From trade war to a clash of civilisations: how China and the West can avoid major confrontation

  • Regina Ip says China is a civilisational power for whom democracy is no easy fit, making its rivalry with the West hard to resolve. Beijing must do better at presenting its point of view, while the West needs to understand China’s eventful history
More than 170 years after China’s humiliating defeat in the first opium war, 70 years after the establishment of New China, 40 years after China’s reform and opening up and 18 years after China’s accession to the World Trade Organisation – just as the nation seemed firmly set on an irreversible trajectory to become a world power – the trade war and technology boycott led by the US threaten to deal a body blow to Beijing’s global ambitions.
Despite its record trade surplus with the US in 2018, significant declines in China’s total exports (by 4.4 per cent) and imports (by 7.6 per cent) in December show the devastating effects of US President Donald Trump’s tariffs. Even more devastating than the tariff war is the tech war waged by the Trump administration. The ban on the export of specialty chips to China and the banishment of China’s tech giant Huawei from the 5G markets of the US and its “Five Eyes” allies send clear signals that a US-led coalition is bent on keeping China’s tech development at bay.
One cannot pin the blame solely on China’s “state capitalism” or its “egregious” national industrial policy. There is nothing fundamentally different from what East Asian economies like Japan and South Korea pursued to jump-start their economies after the second world war.

As is well documented by scholars on Japan’s post-war economic miracle, Japan adopted a deliberate strategy of domestic market protection by erecting tariff and non-tariff barriers, grooming “national champions” in selected industries, targeting US rivals and making copycat production by reverse engineering.

The economic development of both Japan and South Korea in their nascent years was marked by a symbiotic relationship between their governments and big corporations. The governments of other smaller Asian “tigers” – Taiwan and Singapore – abstained from building tariff barriers but followed suit by picking winners with strong backing from the state.

In China’s case, size clearly matters. According to Professor Lawrence J. Lau, from 1978 to 2017, China’s share of world trade rose from 0.5 per cent to 10.2 per cent; while its share of the world’s GDP rose from 1.75 per cent to 15.2 per cent. As a continental economy with the world’s largest population, the unleashing of its teaming manpower and, more recently, brainpower, lifted the largest numbers of people out of poverty in human history.

Western media are now replete with reports of China’s apparent stunning tech achievement, along with stories of alleged spying, intellectual property theft or other breaches of the law. The recent remarks by US Attorney General nominee William Barr that China, not Russia, is the US’ “primary rival”, speak volumes about the intensity of US perception of the China threat.

▬▬▬

● **What you need to do**
1. Answer these about the article on China's rivalry with the West:
(a) By what percentage did China's total exports fall in December?
(b) Which two smaller Asian "tigers" are named as picking winners with strong state backing?
(c) According to Professor Lawrence J. Lau, what was China's share of world trade in 2017?
2. Pick up the article on China's rivalry with the West after its last sentence and write the next few paragraphs.

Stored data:
▬▬▬

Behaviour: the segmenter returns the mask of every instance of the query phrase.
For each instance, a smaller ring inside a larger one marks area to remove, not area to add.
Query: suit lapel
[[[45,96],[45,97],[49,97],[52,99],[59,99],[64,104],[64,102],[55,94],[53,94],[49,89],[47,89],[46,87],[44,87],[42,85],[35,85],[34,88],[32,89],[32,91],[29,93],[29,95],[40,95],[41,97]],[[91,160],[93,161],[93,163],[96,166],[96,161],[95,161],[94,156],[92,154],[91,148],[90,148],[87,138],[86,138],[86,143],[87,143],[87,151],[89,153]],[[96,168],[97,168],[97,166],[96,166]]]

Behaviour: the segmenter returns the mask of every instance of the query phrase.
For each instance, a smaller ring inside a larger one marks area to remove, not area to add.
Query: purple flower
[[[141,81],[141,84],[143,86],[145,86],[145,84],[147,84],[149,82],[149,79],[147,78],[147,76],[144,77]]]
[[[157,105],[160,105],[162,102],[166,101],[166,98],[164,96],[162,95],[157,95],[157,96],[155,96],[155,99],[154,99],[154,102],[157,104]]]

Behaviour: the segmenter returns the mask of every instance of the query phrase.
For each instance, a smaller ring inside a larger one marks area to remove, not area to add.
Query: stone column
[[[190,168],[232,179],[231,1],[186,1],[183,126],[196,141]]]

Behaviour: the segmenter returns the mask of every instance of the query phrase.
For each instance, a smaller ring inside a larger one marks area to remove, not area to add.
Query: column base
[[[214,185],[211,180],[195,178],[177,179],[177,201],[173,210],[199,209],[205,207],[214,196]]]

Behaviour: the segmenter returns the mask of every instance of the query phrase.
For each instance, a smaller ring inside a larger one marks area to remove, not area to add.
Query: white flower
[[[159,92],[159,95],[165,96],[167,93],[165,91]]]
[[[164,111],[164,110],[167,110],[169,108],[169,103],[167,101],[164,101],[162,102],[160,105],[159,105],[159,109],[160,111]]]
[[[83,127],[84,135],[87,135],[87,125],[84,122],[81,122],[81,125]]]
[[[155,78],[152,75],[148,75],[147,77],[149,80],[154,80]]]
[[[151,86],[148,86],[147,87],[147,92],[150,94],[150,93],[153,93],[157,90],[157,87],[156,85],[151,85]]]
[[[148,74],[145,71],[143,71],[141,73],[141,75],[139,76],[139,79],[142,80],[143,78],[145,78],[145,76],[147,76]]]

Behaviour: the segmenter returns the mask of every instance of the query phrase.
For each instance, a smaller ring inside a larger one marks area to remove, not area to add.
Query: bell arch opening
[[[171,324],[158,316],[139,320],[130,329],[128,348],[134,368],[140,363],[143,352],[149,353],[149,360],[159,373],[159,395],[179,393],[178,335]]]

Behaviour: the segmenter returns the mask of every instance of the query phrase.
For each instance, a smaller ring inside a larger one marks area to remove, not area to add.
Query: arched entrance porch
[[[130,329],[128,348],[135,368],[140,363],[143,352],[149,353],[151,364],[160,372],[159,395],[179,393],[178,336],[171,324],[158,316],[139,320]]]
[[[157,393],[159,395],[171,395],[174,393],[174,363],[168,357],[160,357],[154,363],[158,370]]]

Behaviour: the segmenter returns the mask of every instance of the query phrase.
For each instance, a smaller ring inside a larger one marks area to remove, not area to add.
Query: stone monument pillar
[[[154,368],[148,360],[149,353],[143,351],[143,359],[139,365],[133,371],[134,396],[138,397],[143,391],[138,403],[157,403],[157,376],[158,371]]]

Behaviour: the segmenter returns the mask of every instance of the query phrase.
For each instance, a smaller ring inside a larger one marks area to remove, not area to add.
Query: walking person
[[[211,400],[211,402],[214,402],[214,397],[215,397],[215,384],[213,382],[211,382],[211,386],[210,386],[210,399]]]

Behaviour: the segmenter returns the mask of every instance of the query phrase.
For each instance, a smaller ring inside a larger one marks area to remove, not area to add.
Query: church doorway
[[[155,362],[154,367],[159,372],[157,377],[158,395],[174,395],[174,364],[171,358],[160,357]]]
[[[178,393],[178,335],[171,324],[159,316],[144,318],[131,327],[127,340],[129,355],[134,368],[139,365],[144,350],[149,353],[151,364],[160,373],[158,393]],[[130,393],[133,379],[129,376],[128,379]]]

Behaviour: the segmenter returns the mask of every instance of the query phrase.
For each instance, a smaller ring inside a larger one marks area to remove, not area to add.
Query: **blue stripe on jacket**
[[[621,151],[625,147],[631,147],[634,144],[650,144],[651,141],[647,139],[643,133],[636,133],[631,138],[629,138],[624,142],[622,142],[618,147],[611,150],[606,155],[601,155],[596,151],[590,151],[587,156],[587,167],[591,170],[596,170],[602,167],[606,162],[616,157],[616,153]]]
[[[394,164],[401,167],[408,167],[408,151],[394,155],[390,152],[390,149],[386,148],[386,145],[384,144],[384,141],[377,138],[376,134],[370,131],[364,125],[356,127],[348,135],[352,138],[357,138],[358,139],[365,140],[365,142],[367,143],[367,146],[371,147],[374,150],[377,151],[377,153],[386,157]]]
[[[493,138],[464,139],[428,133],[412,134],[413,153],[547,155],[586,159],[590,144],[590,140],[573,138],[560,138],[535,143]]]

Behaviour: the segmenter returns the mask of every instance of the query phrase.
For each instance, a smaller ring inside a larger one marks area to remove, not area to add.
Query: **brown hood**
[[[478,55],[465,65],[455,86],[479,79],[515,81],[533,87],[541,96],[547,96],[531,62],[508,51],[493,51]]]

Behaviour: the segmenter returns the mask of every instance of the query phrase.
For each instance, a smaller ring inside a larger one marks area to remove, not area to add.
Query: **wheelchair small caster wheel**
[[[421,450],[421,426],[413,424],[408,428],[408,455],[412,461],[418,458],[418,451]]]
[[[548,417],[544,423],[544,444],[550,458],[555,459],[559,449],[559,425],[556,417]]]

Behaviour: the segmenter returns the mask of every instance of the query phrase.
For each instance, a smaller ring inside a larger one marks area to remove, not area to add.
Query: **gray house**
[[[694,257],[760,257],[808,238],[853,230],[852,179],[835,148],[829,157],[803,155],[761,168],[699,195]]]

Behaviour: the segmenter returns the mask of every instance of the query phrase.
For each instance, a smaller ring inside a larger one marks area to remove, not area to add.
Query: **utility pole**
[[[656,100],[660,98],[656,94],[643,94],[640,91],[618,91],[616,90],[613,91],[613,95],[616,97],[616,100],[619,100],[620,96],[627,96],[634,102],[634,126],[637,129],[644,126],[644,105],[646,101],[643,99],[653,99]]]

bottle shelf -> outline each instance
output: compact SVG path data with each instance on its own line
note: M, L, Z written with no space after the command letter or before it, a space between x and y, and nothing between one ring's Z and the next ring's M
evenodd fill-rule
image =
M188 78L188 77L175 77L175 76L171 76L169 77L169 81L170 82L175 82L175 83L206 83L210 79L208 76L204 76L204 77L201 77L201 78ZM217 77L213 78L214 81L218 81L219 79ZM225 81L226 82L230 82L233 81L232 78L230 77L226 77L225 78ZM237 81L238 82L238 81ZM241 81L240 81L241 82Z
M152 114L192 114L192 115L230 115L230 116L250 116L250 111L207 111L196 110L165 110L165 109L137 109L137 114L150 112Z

▬▬▬

● **Set of answers**
1.
(a) 4.4 per cent
(b) Taiwan and Singapore
(c) 10.2 per cent

2.
The disputes, however, run deeper than trade imbalances and tech rivalry. Many in the West remain sceptical, if not downright critical, of China’s political system and practices. American scholars, journalists and sundry “China experts”, who study contemporary China, take a far more adversarial view than historians of China’s failure to launch political reform as part of its “reform and opening up”.

Distinguished Western academics argue that there is a correlation between the level of economic development and the expansion of freedom. They hypothesise that once a country has reached the “middle-income country threshold” of US$12,000 per capita, it would become increasingly free. China’s continued tight grip on its people’s rights and freedoms is lambasted as “a great leap backward”, while the expansion of Chinese influence in the West, allegedly in ways that are “covert, coercive or corrupting”, is viewed as a direct affront on the legitimacy of American democracy.

Better understanding of China’s checkered history would put contemporary Chinese trade practices and influence mechanisms in a broader perspective. Fact No 1 is that China, historically termed the “Middle Kingdom”, had preferred to be left alone. In 1757, Emperor Qianlong decreed that only the southern port of Guangzhou should be open for foreign trade. It did not open up its ports on its eastern seaboard until almost 100 years later, when an alliance of imperial invaders from the West forced open its gates.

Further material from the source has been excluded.